Spatial localization data:
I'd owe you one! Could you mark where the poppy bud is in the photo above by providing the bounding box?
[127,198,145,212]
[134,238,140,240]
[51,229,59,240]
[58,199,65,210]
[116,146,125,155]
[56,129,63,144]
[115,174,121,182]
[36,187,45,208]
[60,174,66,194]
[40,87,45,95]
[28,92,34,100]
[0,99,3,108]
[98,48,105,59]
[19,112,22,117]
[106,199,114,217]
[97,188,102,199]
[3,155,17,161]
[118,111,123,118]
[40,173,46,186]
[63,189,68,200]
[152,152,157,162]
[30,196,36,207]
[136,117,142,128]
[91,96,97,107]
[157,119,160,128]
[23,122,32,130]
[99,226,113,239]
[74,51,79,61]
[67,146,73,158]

» REQUIRED WORK:
All of the records are to be reproduced exactly as they were given.

» TASK RESPONSE:
I'd owe you one! Could you mark where the poppy bud is in the photo above by providing the bounding box?
[127,198,145,212]
[134,238,140,240]
[51,229,59,240]
[58,199,65,210]
[116,146,125,155]
[56,129,63,144]
[115,174,121,182]
[36,187,45,208]
[60,174,66,194]
[40,87,45,95]
[28,92,34,100]
[0,99,3,108]
[98,48,105,59]
[19,112,22,117]
[106,199,114,217]
[97,188,102,199]
[3,155,17,161]
[118,111,123,118]
[40,173,46,186]
[63,189,68,200]
[152,152,157,162]
[30,196,36,207]
[136,117,142,128]
[91,96,97,107]
[157,119,160,128]
[23,122,32,130]
[99,226,113,239]
[74,51,79,61]
[67,146,73,158]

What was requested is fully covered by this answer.